**** 本文

*注意: 作品の結末を豪快にネタバレしています。

オススメ度 ★
あらすじ
暗くて地味でいじめられっ子だった自分を変えるべく、寮制の学校に入学した女子高生の赤羽由宇(小松菜奈)。
しかし寮に入った彼女を待っていたのは、「黒悪魔」と周囲から恐れられているSっ気満載の黒崎晴人(中島健人)による洗礼。
とあるアクシデントから、副寮長である彼の髪の毛を切ってしまった由宇は、黒崎くんから罰として初キスを奪われただけでなく、「絶対服従」の主従関係を迫られてしまうこととなったのだ。
そんな黒崎くんの親友は、誰にでも優しく甘いマスクを持ち、学校全体の女子から絶大な人気を誇る「白王子」こと白河タクミ(千葉雄大)。
優しい彼は、今まで恋愛経験のなかった由宇の「擬似彼氏」になってくれたのだった。
そんな正反対のイケメン2人に迫られて心が揺れる由宇だったが、ある日、黒崎くんと白河くん、そしてクラスメートの男の子と一緒に行った遊園地で、由宇の運命を揺るがす大事件が起きる...

感想
やぁ~、イケメンは正義だよねぇ~!
これは、この映画をおっさん一人で観に行った私の後ろで、小さな声でキャーキャー言いながら悶えていた女子2人が上映終了後に言っていた言葉です。

********
**** データ抜粋

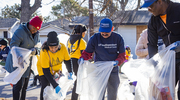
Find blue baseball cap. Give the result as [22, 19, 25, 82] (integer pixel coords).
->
[140, 0, 157, 9]
[99, 18, 112, 33]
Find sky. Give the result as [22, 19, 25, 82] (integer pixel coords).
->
[0, 0, 60, 16]
[0, 0, 180, 16]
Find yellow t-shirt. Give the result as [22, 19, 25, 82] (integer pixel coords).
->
[125, 50, 131, 60]
[37, 43, 70, 76]
[160, 14, 166, 24]
[68, 38, 87, 59]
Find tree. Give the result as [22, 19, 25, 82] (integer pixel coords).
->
[19, 0, 42, 22]
[1, 4, 21, 19]
[51, 0, 88, 19]
[0, 4, 50, 22]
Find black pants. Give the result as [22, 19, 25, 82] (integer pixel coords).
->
[33, 75, 41, 85]
[39, 75, 50, 100]
[13, 77, 29, 100]
[175, 59, 180, 100]
[71, 58, 79, 100]
[102, 66, 120, 100]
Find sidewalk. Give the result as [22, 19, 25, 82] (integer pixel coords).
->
[0, 74, 127, 100]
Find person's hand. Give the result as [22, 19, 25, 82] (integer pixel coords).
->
[170, 41, 180, 53]
[68, 72, 73, 80]
[31, 48, 36, 55]
[55, 85, 61, 94]
[113, 60, 119, 67]
[78, 58, 84, 65]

********

> **課題**:
A. エントリのうち、「Find yellow t-shirt.」を含む行から始まりエントリの最後で終わる範囲を、一字一句変えずにそのまま返してください。
B. 映画の感想文を、最後の文の続きから書き進めてください。

> **課題の結果**:
A.
Find yellow t-shirt. Give the result as [22, 19, 25, 82] (integer pixel coords).
->
[125, 50, 131, 60]
[37, 43, 70, 76]
[160, 14, 166, 24]
[68, 38, 87, 59]
Find tree. Give the result as [22, 19, 25, 82] (integer pixel coords).
->
[19, 0, 42, 22]
[1, 4, 21, 19]
[51, 0, 88, 19]
[0, 4, 50, 22]
Find black pants. Give the result as [22, 19, 25, 82] (integer pixel coords).
->
[33, 75, 41, 85]
[39, 75, 50, 100]
[13, 77, 29, 100]
[175, 59, 180, 100]
[71, 58, 79, 100]
[102, 66, 120, 100]
Find sidewalk. Give the result as [22, 19, 25, 82] (integer pixel coords).
->
[0, 74, 127, 100]
Find person's hand. Give the result as [22, 19, 25, 82] (integer pixel coords).
->
[170, 41, 180, 53]
[68, 72, 73, 80]
[31, 48, 36, 55]
[55, 85, 61, 94]
[113, 60, 119, 67]
[78, 58, 84, 65]

B.
男性諸君、これこそが真実ですよ。
「見た目なんて関係ないぜ!」って言うじゃないですか? いやいや、やっぱりね、世の中見た目が大事でござんすよ。特にやたらとカッコつけたがる男はね!!
ドS男子と王子のように優しい男子の間で揺れる女子高生の恋愛模様を描いた「黒崎くんの言いなりになんてならない」は、この世の女子の理想と妄想がびっちり詰まった(はずの)、2016年最大のイケメン賛歌に仕上がっています。
まず先に言っておきますと、この映画は先日2夜限定で放送されたテレビドラマ版の続きです。
そのためドラマ版を見ていないと、「えっなにこれ初耳なんだけど!?」「唐突すぎねーか!?」とツッコミたくなるシーンも多数出てきますがご安心を。その辺りが今作を楽しむ上で邪魔になることは全くありませんので。
それでも気になる方は、YouTubeで「黒崎くんの言いなりになんてならない ドラマ」で検索だ! (フル動画上がってます。)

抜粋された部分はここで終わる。